PROBLEM REQUIREMENTS
Return the entries below word for word; no images should appear in the copy.

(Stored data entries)

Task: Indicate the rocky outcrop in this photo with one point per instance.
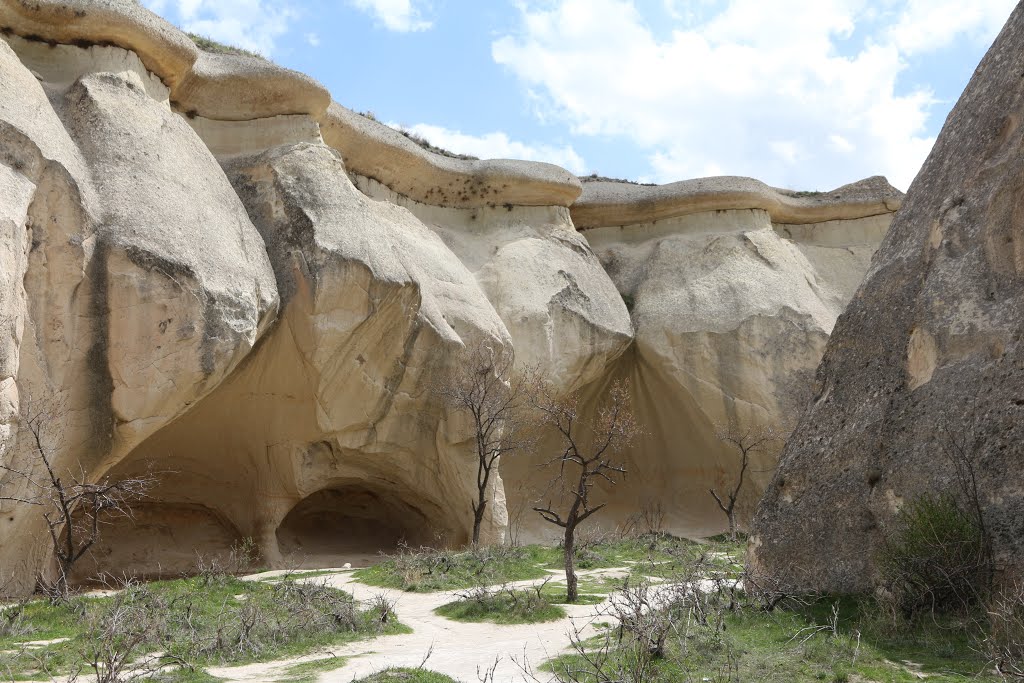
(144, 281)
(927, 358)
(733, 289)
(214, 273)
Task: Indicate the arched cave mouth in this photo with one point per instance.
(159, 540)
(350, 523)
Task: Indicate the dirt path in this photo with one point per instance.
(458, 649)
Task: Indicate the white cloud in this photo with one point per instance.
(497, 145)
(253, 25)
(400, 15)
(756, 88)
(931, 25)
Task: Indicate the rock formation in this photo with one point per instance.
(927, 358)
(214, 273)
(734, 288)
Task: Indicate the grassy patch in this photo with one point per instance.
(427, 569)
(805, 644)
(201, 622)
(503, 606)
(210, 45)
(407, 676)
(595, 177)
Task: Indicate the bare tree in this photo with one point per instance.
(747, 440)
(486, 387)
(73, 506)
(589, 449)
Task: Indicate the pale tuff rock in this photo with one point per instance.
(145, 282)
(216, 271)
(926, 360)
(627, 204)
(731, 313)
(377, 152)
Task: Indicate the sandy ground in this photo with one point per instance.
(464, 651)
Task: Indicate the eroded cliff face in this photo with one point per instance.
(734, 288)
(213, 273)
(924, 364)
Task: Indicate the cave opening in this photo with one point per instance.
(159, 540)
(349, 523)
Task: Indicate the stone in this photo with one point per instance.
(927, 358)
(220, 276)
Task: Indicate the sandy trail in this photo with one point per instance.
(459, 649)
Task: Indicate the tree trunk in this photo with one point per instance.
(571, 590)
(478, 520)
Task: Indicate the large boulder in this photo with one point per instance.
(733, 289)
(137, 282)
(926, 360)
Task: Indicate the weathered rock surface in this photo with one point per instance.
(731, 310)
(213, 272)
(144, 282)
(928, 352)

EXERCISE ANSWER
Task: Indicate the rocky outcrop in this photo with one point per instance.
(144, 281)
(927, 358)
(733, 289)
(214, 273)
Task: Indicate the arched cave mouth in this photo with one point per instance.
(159, 540)
(350, 523)
Task: Indicate the dirt path in this photo with one point per instance.
(458, 649)
Task: Indicate the white cloud in this photo with one point per instance.
(497, 145)
(253, 25)
(400, 15)
(756, 88)
(931, 25)
Task: Indicate the rock formation in this photo with one point per instance.
(927, 358)
(214, 273)
(734, 288)
Task: Indicate the grassy patch in this photo with one point per instance.
(427, 569)
(805, 644)
(201, 622)
(503, 606)
(210, 45)
(407, 676)
(595, 177)
Task: Indicate the bare tree in this photo with one point per instance.
(747, 440)
(486, 387)
(73, 506)
(589, 449)
Task: Indicate the pale tuff rock in this photo with one point per instance.
(145, 282)
(216, 271)
(926, 360)
(627, 204)
(731, 313)
(377, 152)
Task: Indicate the sandy ground in this photo with one point per instance.
(464, 651)
Task: Indicate the eroded cliff face in this photo with one point per instance.
(734, 288)
(213, 273)
(924, 364)
Task: Indicate the cave opening in this photo with one point per instance.
(159, 540)
(349, 523)
Task: Indicate the stone in this photo with one point per instance.
(927, 358)
(220, 276)
Task: Indicate the sandy trail in this photo with one point per instance.
(459, 649)
Task: Indicate the tree trunk in this photo with one point per instance.
(571, 590)
(478, 520)
Task: Indicate the large boulder in this photo with one point per instance.
(733, 289)
(137, 282)
(926, 360)
Task: Indicate the weathered rock surface in this photo with one point per instance.
(731, 310)
(213, 272)
(144, 282)
(928, 352)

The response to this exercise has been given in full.